_WHAT TO PRODUCE_
How many lines of the entries below include the word "light"? Answer with the number alone.
↓
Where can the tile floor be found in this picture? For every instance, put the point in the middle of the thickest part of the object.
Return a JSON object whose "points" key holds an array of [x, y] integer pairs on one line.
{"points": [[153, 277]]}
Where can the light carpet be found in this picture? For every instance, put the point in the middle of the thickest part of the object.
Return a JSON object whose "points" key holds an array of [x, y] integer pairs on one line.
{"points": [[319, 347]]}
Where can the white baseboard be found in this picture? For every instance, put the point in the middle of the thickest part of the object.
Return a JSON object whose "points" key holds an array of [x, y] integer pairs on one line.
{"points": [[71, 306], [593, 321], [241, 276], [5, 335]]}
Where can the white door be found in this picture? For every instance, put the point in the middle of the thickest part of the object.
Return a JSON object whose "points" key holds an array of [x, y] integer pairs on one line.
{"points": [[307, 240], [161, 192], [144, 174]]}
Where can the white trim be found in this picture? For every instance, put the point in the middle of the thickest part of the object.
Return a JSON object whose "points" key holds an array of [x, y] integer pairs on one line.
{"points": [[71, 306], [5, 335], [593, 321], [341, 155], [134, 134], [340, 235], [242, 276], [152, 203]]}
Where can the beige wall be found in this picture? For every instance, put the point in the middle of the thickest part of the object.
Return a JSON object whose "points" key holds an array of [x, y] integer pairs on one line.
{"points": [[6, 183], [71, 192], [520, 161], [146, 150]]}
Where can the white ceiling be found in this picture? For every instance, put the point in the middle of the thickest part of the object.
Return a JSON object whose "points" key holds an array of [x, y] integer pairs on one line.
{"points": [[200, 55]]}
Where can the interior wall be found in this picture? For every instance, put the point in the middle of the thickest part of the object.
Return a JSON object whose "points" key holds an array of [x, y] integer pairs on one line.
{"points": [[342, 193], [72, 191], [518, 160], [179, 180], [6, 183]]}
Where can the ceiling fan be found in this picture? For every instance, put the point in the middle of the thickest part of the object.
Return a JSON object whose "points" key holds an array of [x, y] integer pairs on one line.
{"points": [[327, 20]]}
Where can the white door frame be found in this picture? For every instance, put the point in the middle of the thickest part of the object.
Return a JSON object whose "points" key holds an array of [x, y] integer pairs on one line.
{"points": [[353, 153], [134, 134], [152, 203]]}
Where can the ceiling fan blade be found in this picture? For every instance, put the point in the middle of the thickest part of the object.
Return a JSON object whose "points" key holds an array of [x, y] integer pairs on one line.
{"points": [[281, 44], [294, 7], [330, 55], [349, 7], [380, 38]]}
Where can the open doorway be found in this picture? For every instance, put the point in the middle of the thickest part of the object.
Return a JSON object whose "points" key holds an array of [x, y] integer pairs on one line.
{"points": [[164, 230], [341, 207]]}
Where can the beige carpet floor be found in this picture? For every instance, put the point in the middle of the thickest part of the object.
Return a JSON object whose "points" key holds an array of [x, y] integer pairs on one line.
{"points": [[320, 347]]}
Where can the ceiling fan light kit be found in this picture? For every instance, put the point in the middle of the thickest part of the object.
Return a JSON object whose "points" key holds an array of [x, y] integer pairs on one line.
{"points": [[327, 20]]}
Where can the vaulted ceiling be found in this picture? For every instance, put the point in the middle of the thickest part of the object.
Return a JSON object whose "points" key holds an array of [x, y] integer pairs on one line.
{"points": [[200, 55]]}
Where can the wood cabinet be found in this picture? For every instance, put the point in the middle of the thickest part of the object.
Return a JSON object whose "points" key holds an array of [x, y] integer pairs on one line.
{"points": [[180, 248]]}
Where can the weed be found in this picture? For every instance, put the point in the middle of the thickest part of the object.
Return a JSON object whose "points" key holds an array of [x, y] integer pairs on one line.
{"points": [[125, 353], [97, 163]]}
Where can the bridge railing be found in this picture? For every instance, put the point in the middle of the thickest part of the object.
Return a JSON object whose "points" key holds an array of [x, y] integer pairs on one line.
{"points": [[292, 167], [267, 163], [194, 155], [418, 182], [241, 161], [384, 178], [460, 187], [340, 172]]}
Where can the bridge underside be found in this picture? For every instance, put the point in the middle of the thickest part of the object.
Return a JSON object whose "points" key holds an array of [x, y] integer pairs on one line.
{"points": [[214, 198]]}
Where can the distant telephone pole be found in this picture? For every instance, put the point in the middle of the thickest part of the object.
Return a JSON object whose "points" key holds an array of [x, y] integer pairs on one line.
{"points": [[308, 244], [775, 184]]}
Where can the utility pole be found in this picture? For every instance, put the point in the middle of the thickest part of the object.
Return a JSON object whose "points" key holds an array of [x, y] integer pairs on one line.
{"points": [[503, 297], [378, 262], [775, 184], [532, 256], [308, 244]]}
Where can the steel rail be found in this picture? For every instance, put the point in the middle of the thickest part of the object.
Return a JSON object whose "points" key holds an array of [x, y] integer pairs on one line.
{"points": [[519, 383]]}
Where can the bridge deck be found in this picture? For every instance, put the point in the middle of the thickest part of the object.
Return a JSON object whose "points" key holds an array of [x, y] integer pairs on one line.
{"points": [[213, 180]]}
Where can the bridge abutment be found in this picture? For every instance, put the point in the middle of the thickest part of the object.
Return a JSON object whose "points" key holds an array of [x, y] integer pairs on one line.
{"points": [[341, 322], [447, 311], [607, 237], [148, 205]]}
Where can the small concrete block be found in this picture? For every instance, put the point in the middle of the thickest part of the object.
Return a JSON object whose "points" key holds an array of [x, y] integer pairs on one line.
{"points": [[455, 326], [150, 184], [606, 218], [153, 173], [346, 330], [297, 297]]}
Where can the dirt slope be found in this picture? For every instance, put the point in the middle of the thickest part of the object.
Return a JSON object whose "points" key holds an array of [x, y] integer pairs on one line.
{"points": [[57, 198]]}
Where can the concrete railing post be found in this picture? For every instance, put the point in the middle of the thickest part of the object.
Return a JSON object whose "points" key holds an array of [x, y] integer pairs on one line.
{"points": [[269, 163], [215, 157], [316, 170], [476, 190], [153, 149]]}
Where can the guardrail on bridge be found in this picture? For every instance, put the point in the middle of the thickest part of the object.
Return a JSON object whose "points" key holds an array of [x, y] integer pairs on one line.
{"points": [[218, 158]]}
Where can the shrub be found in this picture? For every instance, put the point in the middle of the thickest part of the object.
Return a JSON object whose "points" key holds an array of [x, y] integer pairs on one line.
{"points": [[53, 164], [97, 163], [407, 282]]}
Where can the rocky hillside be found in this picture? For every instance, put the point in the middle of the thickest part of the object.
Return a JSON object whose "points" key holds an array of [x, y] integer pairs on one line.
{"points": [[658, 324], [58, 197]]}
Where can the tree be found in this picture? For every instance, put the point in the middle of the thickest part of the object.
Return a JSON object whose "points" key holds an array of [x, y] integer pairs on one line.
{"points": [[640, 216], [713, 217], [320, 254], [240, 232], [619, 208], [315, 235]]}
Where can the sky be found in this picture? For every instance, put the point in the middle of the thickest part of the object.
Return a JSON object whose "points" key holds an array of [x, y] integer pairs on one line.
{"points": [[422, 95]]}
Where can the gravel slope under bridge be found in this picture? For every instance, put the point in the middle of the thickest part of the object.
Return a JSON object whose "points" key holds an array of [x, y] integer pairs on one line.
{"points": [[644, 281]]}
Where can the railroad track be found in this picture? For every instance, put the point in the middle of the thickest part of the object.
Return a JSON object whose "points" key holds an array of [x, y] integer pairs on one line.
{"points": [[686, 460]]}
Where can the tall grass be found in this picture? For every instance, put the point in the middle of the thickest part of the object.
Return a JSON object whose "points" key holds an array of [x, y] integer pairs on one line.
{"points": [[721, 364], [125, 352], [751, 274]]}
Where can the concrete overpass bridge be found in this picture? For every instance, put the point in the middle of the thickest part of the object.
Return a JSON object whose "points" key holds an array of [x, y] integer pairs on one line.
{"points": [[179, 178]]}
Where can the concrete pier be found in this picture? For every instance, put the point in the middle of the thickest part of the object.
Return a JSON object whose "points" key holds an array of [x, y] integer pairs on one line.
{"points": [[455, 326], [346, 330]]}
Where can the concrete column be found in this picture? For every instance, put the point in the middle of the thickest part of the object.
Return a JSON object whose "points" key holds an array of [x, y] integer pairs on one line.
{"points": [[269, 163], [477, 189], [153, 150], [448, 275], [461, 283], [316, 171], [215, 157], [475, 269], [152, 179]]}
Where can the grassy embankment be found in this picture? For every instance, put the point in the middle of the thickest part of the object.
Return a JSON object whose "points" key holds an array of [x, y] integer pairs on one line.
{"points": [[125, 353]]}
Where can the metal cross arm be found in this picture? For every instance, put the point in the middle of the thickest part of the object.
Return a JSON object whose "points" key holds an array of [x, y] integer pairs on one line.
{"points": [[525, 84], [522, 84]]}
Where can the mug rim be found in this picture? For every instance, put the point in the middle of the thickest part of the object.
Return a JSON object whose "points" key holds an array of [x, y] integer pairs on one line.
↑
_EXERCISE SOLUTION_
2